EXCERPT:
....

Single by Pinocchio

from the album Magic Pinocchio
- Released: March 2, 2007
- Genre: Pop
- Length: 2:36
- Label: Lavista 09463 3888972 4 / EMI Label One (EMI Music France)
- Songwriter(s): Bruno Berrebi
- Producer(s): Bruno Berrebi

Pinocchio singles chronology
| "DJ Pinocchio" (2006) | "Pinocchio le clown" (2007) | "L'Oiseau électrique" (2007) |

Music video
- "Pinocchio le clown" on YouTube

= Pinocchio le clown =

"Pinocchio le clown" is a song by French virtual singer Pinocchio from his second album Magic Pinocchio. It was the album's opening track and it was released as its first single. The single came out on March 2, 2007, one week before the album, and debuted at number 20 in France.

....

MATERIAL FOR THE TASK:

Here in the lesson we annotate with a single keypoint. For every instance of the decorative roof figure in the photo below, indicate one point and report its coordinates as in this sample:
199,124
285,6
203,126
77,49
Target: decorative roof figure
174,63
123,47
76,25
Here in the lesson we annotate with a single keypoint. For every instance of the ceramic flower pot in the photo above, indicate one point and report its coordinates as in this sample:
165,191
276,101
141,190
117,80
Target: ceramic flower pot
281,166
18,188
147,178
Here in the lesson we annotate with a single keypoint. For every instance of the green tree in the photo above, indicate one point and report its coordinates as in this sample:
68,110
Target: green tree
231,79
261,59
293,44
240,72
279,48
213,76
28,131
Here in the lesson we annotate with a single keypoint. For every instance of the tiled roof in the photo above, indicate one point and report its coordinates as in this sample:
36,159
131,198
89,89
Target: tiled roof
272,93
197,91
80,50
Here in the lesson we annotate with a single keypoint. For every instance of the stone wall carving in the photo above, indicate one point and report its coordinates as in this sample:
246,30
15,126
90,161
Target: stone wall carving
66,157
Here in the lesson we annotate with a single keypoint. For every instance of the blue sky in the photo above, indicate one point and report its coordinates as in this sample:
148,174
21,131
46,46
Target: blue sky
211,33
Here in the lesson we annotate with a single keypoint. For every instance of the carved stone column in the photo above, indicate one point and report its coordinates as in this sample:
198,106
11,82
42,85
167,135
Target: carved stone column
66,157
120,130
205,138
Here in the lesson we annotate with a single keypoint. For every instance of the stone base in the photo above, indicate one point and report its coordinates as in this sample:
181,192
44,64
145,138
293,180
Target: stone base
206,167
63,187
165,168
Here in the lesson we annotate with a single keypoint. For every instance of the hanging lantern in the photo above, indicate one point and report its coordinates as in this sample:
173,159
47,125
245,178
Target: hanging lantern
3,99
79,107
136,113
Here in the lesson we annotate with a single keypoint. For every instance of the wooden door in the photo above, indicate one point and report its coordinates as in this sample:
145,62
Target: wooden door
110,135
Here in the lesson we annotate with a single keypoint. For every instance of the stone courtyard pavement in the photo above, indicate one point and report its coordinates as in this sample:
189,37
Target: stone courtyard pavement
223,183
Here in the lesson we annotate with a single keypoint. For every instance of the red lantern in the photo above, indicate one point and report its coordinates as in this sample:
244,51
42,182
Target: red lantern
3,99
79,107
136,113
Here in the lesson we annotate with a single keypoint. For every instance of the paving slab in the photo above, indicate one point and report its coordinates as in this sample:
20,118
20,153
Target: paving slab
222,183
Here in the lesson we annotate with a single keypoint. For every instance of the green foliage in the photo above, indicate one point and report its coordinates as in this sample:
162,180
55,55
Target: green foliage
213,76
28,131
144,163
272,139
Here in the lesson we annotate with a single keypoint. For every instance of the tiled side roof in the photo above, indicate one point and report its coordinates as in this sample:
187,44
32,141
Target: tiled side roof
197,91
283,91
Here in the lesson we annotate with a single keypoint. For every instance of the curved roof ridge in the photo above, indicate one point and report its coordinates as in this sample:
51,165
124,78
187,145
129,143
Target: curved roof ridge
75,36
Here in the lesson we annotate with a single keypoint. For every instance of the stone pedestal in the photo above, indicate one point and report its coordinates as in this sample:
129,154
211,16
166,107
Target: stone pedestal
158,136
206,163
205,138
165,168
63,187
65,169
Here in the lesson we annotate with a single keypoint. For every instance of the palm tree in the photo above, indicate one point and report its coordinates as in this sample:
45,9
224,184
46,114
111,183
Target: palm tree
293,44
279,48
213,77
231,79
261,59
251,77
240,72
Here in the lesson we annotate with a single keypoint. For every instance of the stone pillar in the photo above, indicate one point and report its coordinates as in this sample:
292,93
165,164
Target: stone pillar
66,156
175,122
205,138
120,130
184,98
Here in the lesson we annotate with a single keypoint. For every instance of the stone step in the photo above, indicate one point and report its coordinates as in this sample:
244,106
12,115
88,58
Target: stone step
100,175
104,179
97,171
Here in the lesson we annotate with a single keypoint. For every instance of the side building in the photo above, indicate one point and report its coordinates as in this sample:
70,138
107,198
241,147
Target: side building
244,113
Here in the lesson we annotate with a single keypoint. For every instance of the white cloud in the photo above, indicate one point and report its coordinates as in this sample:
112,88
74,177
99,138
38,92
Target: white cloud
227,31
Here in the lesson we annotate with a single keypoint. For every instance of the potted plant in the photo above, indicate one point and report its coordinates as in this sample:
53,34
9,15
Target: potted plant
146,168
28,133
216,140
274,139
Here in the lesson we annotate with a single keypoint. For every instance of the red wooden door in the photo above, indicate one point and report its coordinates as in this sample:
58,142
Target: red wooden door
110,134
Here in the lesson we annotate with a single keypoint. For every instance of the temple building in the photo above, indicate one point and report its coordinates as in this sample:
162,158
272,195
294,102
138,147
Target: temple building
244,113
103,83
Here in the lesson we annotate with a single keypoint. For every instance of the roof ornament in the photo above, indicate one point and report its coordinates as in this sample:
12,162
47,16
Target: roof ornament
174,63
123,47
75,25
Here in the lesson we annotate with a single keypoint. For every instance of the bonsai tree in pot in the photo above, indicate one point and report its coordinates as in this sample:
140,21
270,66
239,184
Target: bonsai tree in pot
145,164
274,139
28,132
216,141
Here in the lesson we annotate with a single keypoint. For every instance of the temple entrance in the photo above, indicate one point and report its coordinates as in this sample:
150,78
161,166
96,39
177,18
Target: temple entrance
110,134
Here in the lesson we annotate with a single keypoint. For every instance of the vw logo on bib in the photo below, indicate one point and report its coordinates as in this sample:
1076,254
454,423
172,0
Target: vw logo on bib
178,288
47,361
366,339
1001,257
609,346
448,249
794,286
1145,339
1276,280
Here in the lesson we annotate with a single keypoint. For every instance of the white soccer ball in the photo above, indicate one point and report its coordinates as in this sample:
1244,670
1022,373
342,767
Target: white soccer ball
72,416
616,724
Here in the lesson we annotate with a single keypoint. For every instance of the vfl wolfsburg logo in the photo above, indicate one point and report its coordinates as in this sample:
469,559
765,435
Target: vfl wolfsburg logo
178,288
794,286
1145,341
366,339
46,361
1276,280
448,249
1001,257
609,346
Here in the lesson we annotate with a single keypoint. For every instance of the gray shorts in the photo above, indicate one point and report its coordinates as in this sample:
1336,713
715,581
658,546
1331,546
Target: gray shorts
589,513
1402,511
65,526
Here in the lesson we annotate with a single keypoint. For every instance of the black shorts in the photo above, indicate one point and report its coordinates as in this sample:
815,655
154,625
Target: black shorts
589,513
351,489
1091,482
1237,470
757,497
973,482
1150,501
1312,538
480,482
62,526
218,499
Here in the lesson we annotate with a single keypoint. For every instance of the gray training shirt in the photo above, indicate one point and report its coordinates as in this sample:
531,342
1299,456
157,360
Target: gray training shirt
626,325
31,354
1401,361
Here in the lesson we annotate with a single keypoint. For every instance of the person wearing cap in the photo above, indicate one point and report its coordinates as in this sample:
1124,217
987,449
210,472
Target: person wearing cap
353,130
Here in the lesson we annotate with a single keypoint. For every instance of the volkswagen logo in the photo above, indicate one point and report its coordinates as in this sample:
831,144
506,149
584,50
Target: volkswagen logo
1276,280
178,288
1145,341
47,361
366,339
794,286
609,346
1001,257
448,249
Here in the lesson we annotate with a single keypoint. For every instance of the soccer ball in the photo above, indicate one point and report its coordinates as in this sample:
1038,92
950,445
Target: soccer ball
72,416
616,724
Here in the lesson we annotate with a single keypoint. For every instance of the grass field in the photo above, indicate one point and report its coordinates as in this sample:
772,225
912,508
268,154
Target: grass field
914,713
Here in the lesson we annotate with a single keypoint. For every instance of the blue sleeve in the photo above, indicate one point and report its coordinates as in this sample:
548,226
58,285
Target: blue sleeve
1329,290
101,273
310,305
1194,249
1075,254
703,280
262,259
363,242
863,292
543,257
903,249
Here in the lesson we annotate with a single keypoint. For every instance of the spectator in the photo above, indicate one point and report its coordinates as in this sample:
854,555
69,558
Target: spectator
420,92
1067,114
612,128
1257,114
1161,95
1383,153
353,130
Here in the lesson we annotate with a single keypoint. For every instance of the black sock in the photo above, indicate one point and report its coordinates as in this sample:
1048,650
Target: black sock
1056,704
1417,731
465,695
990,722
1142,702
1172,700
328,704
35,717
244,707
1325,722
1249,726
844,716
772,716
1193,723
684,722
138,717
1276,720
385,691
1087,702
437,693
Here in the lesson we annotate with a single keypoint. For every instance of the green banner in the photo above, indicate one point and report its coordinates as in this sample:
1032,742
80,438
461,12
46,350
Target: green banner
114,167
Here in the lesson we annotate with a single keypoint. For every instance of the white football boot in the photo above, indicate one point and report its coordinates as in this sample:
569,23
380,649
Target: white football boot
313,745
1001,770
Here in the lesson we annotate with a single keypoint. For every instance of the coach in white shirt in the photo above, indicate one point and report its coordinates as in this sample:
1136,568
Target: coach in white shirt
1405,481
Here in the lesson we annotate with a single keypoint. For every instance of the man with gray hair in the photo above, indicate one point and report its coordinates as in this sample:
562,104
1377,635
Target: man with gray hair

....

REQUESTS:
**1)** Write out the passage of the song article from "Pinocchio singles chronology" to "20 in France.".
**2)** In the records, rewrite the lines from the one with "the green banner" through the end of the records, replacing "white football boot" with "white soccer cleat" and leaving everything else unchanged. Give only those lines.

SOLUTIONS TO THE PROBLEMS:
**1)**
Pinocchio singles chronology
| "DJ Pinocchio" (2006) | "Pinocchio le clown" (2007) | "L'Oiseau électrique" (2007) |

Music video
- "Pinocchio le clown" on YouTube

= Pinocchio le clown =

"Pinocchio le clown" is a song by French virtual singer Pinocchio from his second album Magic Pinocchio. It was the album's opening track and it was released as its first single. The single came out on March 2, 2007, one week before the album, and debuted at number 20 in France.

**2)**
Here in the lesson we annotate with a single keypoint. For every instance of the green banner in the photo above, indicate one point and report its coordinates as in this sample:
1032,742
80,438
461,12
46,350
Target: green banner
114,167
Here in the lesson we annotate with a single keypoint. For every instance of the white soccer cleat in the photo above, indicate one point and report its coordinates as in this sample:
569,23
380,649
Target: white soccer cleat
313,745
1001,770
Here in the lesson we annotate with a single keypoint. For every instance of the coach in white shirt in the photo above, indicate one point and report its coordinates as in this sample:
1136,568
Target: coach in white shirt
1405,481
Here in the lesson we annotate with a single keypoint. For every instance of the man with gray hair in the photo above, indicate one point and report its coordinates as in this sample:
562,104
1377,635
Target: man with gray hair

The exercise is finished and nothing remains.